> **Document text**
---*---
If parseResult is failure, then throw a TypeError.
Return dummyURL ’s scheme .

To canonicalize a username given a string value:

If value is the empty string, return value.
Let dummyURL be a new URL record .
Set the username given dummyURL and value.
Return dummyURL ’s username .

To canonicalize a password given a string value:

If value is the empty string, return value.
Let dummyURL be a new URL record .
Set the password given dummyURL and value.
Return dummyURL ’s password .

To canonicalize a hostname given a string value and optionally a string protocolValue:

If value is the empty string, return value.
Let dummyURL be a new URL record .
If protocolValue was given, then set dummyURL ’s scheme to protocolValue.
We set the URL record ’s scheme in order for the basic URL parser to recognize and normalize non-opaque hostname values.
Let parseResult be the result of running the basic URL parser given value with dummyURL as url and hostname state as state override .
If parseResult is failure, then throw a TypeError.
Return dummyURL ’s host , serialized , or empty string if it is null.

To canonicalize a domain name given a string value:

Return the result of running canonicalize a hostname given value and " https ".

To canonicalize an IPv6 hostname given a string value:

Let result be the empty string.
For each code point in value interpreted as a list of code points :
1. If all of the following are true:
  - code point is not an ASCII hex digit ;
  - code point is not U+005B ( [ );
  - code point is not U+005D ( ] ); and
  - code point is not U+003A ( : ),
  then throw a TypeError.
2. Append the result of running ASCII lowercase given code point to the end of result.
Return result.

To canonicalize a port given a string portValue and optionally a string protocolValue:

If portValue is the empty string, return portValue.
Let dummyURL be a new URL record .
If protocolValue was given, then set dummyURL ’s scheme to protocolValue.

Note, we set the URL record ’s scheme in order for the basic URL parser to recognize and normalize default port values.
Let parseResult be the result of running basic URL parser given portValue with dummyURL as url and port state as state override .
If parseResult is failure, then throw a TypeError.
Return dummyURL ’s port , serialized , or empty string if it is null.

To canonicalize a pathname given a string value:

If value is the empty string, then return value.
Let leading slash be true if the first code point in value is U+002F ( / ) and otherwise false.
Let modified value be " /- " if leading slash is false and otherwise the empty string.

The URL parser will automatically prepend a leading slash to the canonicalized pathname. This does not work here unfortunately. This algorithm is called for pieces of the pathname, instead of the entire pathname, when used as an encoding callback. Therefore we disable the prepending of the slash by inserting our own. An additional character is also inserted here in order to avoid inadvertantly collapsing a leading dot due to the fake leading slash being interpreted as a " /. " sequence. These inserted characters are then removed from the result below.

Note, implementations are free to simply disable slash prepending in their URL parsing code instead of paying the performance penalty of inserting and removing characters in this algorithm.
Append value to the end of modified value.
Let dummyURL be a new URL record .
Let parseResult be the result of running basic URL parser given modified value with dummyURL as url and path start state as state override .
If parseResult is failure, then throw a TypeError.
Let result be the result of URL path serializing dummyURL.
If leading slash is false, then set result to the code point substring from 2 to the end of the string within result.
---*---
> **Dataset content**

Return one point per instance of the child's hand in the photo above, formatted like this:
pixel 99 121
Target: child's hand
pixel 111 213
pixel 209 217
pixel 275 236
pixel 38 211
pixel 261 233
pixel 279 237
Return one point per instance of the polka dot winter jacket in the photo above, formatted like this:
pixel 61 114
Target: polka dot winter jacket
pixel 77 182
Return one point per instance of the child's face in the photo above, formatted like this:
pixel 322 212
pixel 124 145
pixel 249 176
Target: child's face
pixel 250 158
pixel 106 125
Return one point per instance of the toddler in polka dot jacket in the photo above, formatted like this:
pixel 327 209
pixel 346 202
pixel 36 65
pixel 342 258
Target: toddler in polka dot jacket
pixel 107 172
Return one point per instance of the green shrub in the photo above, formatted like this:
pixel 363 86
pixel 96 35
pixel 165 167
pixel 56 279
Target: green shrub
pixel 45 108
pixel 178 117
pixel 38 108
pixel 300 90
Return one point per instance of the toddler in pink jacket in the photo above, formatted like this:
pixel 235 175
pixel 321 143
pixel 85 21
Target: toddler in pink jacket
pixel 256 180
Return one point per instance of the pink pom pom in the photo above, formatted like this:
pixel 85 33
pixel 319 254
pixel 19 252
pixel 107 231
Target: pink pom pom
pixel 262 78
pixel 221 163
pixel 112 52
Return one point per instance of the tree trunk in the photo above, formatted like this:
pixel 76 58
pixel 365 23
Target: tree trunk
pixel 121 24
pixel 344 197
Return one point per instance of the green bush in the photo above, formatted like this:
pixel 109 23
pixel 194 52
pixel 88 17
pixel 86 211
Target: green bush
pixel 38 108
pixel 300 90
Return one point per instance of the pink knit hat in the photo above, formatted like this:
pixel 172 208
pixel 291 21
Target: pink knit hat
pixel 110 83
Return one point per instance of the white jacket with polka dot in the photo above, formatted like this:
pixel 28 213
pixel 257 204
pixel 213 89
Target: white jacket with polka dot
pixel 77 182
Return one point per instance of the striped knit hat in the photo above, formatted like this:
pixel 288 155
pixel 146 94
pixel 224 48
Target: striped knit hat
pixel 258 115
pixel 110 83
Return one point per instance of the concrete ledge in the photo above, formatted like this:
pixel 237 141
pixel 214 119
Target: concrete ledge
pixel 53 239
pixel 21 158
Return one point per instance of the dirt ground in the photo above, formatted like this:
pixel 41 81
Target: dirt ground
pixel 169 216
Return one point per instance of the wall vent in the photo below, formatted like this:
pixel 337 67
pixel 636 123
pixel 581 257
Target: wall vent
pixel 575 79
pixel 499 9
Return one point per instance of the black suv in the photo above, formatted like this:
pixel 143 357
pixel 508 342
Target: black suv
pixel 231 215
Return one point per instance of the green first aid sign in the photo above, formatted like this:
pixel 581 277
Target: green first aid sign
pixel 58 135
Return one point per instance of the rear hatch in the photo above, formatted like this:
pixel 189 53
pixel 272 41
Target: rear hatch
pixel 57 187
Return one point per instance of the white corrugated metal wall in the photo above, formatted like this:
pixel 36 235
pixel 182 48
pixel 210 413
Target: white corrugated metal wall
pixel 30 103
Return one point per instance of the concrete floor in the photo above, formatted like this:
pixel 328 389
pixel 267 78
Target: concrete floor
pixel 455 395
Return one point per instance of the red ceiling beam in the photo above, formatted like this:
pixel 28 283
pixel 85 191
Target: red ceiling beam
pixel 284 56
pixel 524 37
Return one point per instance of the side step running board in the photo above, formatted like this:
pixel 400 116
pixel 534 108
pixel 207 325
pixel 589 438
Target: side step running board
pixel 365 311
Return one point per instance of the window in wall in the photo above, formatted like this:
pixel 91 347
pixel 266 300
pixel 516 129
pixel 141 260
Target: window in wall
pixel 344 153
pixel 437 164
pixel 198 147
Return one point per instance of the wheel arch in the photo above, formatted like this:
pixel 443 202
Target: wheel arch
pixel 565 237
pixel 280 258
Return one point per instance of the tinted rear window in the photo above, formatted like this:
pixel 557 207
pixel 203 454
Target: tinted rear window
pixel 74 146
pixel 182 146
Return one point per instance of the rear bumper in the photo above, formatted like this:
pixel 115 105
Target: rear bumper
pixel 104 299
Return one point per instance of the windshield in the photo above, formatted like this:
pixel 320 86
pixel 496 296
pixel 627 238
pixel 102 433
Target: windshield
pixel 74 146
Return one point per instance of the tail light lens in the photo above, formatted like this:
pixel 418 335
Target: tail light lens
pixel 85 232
---*---
> **Things to do**
1 > In the URL canonicalization steps, what string is given as the protocol when a domain name is canonicalized?
2 > Please continue the URL canonicalization steps from their last line.

> **Results for the exercise**
1 > "https"

2 >
Return result.

To canonicalize an opaque pathname given a string value:

If value is the empty string, return value.
Let dummyURL be a new URL record .
Set dummyURL ’s path to the empty string.
Let parseResult be the result of running URL parsing given value with dummyURL as url and opaque path state as state override .
If parseResult is failure, then throw a TypeError.
Return the result of URL path serializing dummyURL.

To canonicalize a search given a string value:

If value is the empty string, return value.
Let dummyURL be a new URL record .
Set dummyURL ’s query to the empty string.
Let parseResult be the result of running basic URL parser given value with dummyURL as url and query state as state override .
If parseResult is failure, then throw a TypeError.
Return dummyURL ’s query .

To canonicalize a hash given a string value:

If value is the empty string, return value.
Let dummyURL be a new URL record .
Set dummyURL ’s fragment to the empty string.
Let parseResult be the result of running basic URL parser given value with dummyURL as url and fragment state as state override .
If parseResult is failure, then throw a TypeError.
Return dummyURL ’s fragment .

3.2. `URLPatternInit` processing

To process a URLPatternInit given a



URLPatternInit

init, a string type, a string or null protocol, a string or null username, a string or null password, a string or null hostname, a string or null port, a string or null pathname, a string or null search, and a string or null hash:

Let result be the result of creating a new URLPatternInit.
If protocol is not null, set result [" protocol "] to protocol.
If username is not null, set result [" username "] to username.
If password is not null, set result [" password "] to password.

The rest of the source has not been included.